*** Data extracts ***
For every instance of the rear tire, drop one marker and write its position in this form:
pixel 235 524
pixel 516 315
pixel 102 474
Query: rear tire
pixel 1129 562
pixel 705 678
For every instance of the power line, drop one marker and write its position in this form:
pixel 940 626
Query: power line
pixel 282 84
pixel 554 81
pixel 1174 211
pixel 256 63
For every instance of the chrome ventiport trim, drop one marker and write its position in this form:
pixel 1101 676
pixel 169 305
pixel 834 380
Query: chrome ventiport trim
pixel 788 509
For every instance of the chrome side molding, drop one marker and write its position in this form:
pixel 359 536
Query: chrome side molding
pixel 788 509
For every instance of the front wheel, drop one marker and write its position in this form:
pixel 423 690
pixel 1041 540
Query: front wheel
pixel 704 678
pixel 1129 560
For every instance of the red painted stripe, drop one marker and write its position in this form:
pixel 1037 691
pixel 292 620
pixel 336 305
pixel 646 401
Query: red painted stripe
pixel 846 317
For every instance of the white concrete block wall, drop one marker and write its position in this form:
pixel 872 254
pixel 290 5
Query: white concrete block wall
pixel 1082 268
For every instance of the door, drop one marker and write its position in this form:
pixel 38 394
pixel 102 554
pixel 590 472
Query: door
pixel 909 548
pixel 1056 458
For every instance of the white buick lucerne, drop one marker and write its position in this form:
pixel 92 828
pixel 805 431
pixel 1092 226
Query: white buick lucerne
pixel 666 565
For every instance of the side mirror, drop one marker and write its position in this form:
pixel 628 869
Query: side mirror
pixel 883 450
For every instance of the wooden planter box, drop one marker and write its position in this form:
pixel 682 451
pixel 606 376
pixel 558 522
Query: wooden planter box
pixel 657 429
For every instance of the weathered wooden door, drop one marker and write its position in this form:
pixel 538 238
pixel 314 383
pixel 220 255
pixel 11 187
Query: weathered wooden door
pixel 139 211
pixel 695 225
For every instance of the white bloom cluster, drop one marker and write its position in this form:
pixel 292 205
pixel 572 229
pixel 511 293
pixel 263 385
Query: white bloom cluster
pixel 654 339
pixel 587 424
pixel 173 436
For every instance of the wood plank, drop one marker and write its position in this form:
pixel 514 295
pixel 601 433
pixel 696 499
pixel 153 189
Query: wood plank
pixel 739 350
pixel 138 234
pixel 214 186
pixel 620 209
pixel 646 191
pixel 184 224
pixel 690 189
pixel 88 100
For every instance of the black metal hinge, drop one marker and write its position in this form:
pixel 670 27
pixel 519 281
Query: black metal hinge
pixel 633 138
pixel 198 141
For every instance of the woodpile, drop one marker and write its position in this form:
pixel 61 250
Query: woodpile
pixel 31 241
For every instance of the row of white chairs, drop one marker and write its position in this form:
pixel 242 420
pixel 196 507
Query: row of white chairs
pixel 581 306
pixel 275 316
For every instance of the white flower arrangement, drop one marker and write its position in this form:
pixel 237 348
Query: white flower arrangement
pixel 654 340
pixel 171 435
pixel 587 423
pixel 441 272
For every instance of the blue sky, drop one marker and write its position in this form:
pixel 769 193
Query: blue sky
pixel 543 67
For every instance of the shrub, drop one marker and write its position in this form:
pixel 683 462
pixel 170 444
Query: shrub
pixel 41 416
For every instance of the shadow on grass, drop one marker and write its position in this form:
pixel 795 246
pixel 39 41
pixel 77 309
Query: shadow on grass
*** End of Data extracts ***
**Exercise requirements**
Transcribe every record above exactly as written.

**Your response**
For every instance of the rear tire, drop one marker and write its position in this form:
pixel 235 524
pixel 516 315
pixel 102 474
Query: rear tire
pixel 1129 562
pixel 705 678
For every instance of the power line, drop one marker and write its position in this form:
pixel 940 626
Query: power line
pixel 282 84
pixel 554 81
pixel 1174 211
pixel 256 63
For every instance of the chrome ventiport trim, drop one marker and write its position in this form:
pixel 1101 676
pixel 169 305
pixel 834 380
Query: chrome ventiport trim
pixel 788 509
For every instance of the chrome side molding, drop one marker and write its position in this form:
pixel 359 536
Query: chrome side molding
pixel 788 509
For every instance of the front wheel, drop one marker and write its position in this form:
pixel 423 690
pixel 1041 540
Query: front wheel
pixel 704 678
pixel 1129 560
For every instance of the red painted stripe, drop one marker and write its position in this form:
pixel 1037 691
pixel 292 620
pixel 336 305
pixel 646 401
Query: red painted stripe
pixel 846 317
For every instance of the white concrete block wall, drop one marker and write its position in this form:
pixel 872 254
pixel 290 5
Query: white concrete block wall
pixel 1082 268
For every instance of the door, drop one marker and write its position in this form:
pixel 38 394
pixel 102 554
pixel 590 472
Query: door
pixel 909 548
pixel 1056 458
For every instance of the white buick lucerne, drop one marker and write its position in this form:
pixel 92 828
pixel 805 431
pixel 1092 226
Query: white buick lucerne
pixel 666 565
For every instance of the side mirror, drop one marker and write its position in this form:
pixel 628 869
Query: side mirror
pixel 883 450
For every instance of the wooden planter box, drop one marker and write its position in this form:
pixel 682 451
pixel 606 376
pixel 558 522
Query: wooden planter box
pixel 657 429
For every instance of the weathered wooden door, drop one marker and write its position in this form:
pixel 538 238
pixel 314 383
pixel 220 255
pixel 11 187
Query: weathered wooden door
pixel 139 211
pixel 695 225
For every instance of the white bloom cluster, drop one marker and write its position in this form:
pixel 292 205
pixel 572 229
pixel 511 293
pixel 263 385
Query: white bloom cluster
pixel 654 339
pixel 587 424
pixel 173 436
For every instance of the wood plank, drop one marker and write its position in this form:
pixel 514 295
pixel 601 433
pixel 696 499
pixel 153 189
Query: wood plank
pixel 739 350
pixel 138 234
pixel 214 186
pixel 620 209
pixel 646 191
pixel 184 224
pixel 690 189
pixel 88 100
For every instance of the black metal hinge, drop one marker and write its position in this form:
pixel 670 27
pixel 519 281
Query: black metal hinge
pixel 633 138
pixel 198 141
For every instance of the woodpile, drop one marker and write its position in this form:
pixel 61 250
Query: woodpile
pixel 31 241
For every instance of the row of white chairs, drop one marker and write its position in this form:
pixel 242 420
pixel 196 507
Query: row of white chairs
pixel 581 306
pixel 275 316
For every instance of the white flower arrangement, drop one marker and write its position in this form:
pixel 237 348
Query: white flower arrangement
pixel 654 340
pixel 171 435
pixel 587 423
pixel 441 272
For every instance of the blue sky, drop one marker and write its position in this form:
pixel 769 193
Query: blue sky
pixel 543 67
For every instance of the shrub, drop one marker and write its position in this form:
pixel 683 462
pixel 170 444
Query: shrub
pixel 41 416
For every instance of the shadow on grass, drop one marker and write its position in this form:
pixel 795 246
pixel 39 41
pixel 77 309
Query: shadow on grass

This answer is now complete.